Given entries:
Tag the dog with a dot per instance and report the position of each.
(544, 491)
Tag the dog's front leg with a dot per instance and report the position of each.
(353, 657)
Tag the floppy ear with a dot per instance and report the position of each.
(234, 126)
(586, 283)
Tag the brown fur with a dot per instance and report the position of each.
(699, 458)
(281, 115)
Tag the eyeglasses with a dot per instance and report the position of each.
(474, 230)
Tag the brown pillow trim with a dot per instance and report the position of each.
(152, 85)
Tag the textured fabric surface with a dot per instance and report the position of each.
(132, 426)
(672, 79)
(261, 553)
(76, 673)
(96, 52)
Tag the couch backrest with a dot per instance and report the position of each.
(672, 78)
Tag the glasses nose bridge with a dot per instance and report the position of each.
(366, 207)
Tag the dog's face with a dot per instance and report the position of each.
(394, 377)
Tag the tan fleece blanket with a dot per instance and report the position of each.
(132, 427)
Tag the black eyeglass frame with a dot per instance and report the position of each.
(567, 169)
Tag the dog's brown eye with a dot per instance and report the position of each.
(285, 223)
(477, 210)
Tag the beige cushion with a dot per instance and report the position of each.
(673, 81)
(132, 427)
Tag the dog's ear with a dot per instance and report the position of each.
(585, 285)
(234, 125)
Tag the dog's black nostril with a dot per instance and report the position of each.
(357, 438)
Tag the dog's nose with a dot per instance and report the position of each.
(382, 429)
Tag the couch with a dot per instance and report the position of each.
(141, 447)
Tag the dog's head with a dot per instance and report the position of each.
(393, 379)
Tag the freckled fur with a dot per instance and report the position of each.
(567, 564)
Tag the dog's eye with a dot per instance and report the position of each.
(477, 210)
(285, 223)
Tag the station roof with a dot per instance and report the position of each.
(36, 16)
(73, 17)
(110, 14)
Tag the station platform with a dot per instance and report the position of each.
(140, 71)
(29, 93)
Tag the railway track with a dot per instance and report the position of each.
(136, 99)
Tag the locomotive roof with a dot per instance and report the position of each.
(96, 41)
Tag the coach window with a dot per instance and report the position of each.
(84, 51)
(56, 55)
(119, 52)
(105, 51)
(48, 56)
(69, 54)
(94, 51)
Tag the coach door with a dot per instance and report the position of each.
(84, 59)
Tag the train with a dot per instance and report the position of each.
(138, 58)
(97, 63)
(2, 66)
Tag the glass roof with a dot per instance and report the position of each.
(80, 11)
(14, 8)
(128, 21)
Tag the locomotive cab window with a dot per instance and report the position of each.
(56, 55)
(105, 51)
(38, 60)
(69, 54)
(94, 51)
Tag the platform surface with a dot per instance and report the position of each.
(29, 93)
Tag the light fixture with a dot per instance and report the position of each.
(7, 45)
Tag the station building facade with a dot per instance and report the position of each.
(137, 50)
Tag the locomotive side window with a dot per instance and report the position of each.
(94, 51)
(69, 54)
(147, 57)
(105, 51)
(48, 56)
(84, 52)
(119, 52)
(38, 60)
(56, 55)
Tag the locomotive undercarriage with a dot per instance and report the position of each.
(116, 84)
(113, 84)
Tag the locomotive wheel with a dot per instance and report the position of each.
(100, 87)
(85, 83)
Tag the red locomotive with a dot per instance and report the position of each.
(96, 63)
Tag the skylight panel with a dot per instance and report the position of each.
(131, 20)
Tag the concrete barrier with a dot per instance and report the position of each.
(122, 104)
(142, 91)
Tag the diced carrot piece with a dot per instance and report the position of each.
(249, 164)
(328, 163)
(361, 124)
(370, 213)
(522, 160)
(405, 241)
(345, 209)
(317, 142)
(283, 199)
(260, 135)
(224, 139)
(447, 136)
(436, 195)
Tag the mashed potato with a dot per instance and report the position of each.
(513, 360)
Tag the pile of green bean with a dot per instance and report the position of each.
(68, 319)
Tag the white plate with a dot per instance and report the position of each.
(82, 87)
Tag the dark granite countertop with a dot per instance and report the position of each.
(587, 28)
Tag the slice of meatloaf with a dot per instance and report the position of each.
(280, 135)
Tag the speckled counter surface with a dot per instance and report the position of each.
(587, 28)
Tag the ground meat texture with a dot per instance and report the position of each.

Problem requirements:
Without leaving anything out, output all of the data above exactly.

Output of the exercise:
Tag the dog with a dot per instance and report the position of each.
(544, 491)
Tag the dog's front leg with a dot per instance and report the position of each.
(353, 657)
Tag the floppy ear with a dot per instance and report the position of each.
(234, 126)
(586, 283)
Tag the brown fur with a dot per instance and report the position of each.
(699, 458)
(281, 115)
Tag the eyeglasses with a dot per instance and report the position of each.
(474, 230)
Tag the brown pillow trim with a dot per instance and report the position of each.
(152, 85)
Tag the textured fabric surface with a dot per instance and report the position of each.
(132, 426)
(672, 79)
(261, 553)
(76, 673)
(96, 52)
Tag the couch backrest with a dot per instance and report the position of each.
(672, 78)
Tag the glasses nose bridge with a dot per instance and report the position of each.
(366, 207)
Tag the dog's face with a dot per instance and report the position of each.
(394, 377)
Tag the tan fleece blanket with a dot per instance and report the position of each.
(132, 427)
Tag the black eyeglass frame with a dot per instance and report the position of each.
(567, 169)
Tag the dog's brown eye with a dot per instance and report the position of each.
(285, 223)
(477, 210)
Tag the beige cushion with a dot per instance and report the position of each.
(673, 81)
(132, 427)
Tag the dog's ear with a dot per instance and report the position of each.
(585, 285)
(234, 125)
Tag the dog's black nostril with a dot per instance and report the position of each.
(357, 438)
Tag the dog's nose with a dot per instance and report the position of each.
(382, 429)
Tag the couch with a dot per instance and report the position of each.
(141, 447)
Tag the dog's head with a dot per instance and report the position of each.
(393, 379)
Tag the freckled fur with a dot per instance and report the position of each.
(567, 564)
Tag the dog's eye with a dot per instance and report the position of each.
(477, 210)
(285, 223)
Tag the station roof with a dot per instance and report the position of each.
(36, 16)
(73, 17)
(110, 14)
Tag the station platform with a dot per instance and report the position of each.
(140, 71)
(29, 93)
Tag the railway track with a dot per instance and report the position of each.
(136, 99)
Tag the locomotive roof with a dot per instance and report the position of each.
(96, 41)
Tag the coach window with a dot per instance and report the position of each.
(84, 51)
(56, 55)
(119, 52)
(105, 51)
(48, 56)
(69, 54)
(94, 51)
Tag the coach door with a dot per instance and report the position of each.
(84, 59)
Tag the train with a dot per instance and report the position of each.
(138, 58)
(97, 63)
(2, 66)
Tag the glass roof with a dot per instance and report the position of each.
(80, 11)
(14, 8)
(128, 21)
Tag the locomotive cab window with a dot per instance and report the position of each.
(56, 55)
(105, 51)
(38, 60)
(69, 54)
(94, 51)
Tag the platform surface with a dot per instance and report the position of each.
(29, 93)
Tag the light fixture with a dot per instance and report the position of each.
(7, 45)
Tag the station building facade with a dot per instance and report the position of each.
(137, 50)
Tag the locomotive side window with a dot per instance and report the position of each.
(94, 51)
(69, 54)
(147, 57)
(105, 51)
(48, 56)
(84, 52)
(119, 52)
(38, 60)
(56, 55)
Tag the locomotive undercarriage with a dot per instance and report the position of each.
(116, 84)
(113, 84)
Tag the locomotive wheel with a dot per instance and report the position of each.
(100, 87)
(85, 83)
Tag the red locomotive with a dot per instance and report the position of each.
(96, 63)
Tag the skylight panel with a dot per instance and report the position of each.
(131, 20)
Tag the concrete barrier with a dot per instance and report the position of each.
(122, 104)
(142, 91)
Tag the diced carrot piece with a dot per instance and report the position of each.
(249, 164)
(328, 163)
(361, 124)
(370, 213)
(522, 160)
(405, 241)
(345, 209)
(317, 142)
(283, 199)
(260, 135)
(224, 139)
(447, 136)
(436, 195)
Tag the mashed potato with a dot per instance and report the position of each.
(513, 360)
Tag the pile of green bean with a dot per instance and report the position of each.
(68, 319)
Tag the white plate with a dot per instance and report the position of each.
(82, 87)
Tag the dark granite countertop with a dot per instance and report the position of each.
(587, 28)
Tag the slice of meatloaf with a dot per instance and report the position of each.
(280, 135)
Tag the speckled counter surface with a dot per instance and report the position of each.
(587, 28)
Tag the ground meat texture with a dot per instance and report the position of each.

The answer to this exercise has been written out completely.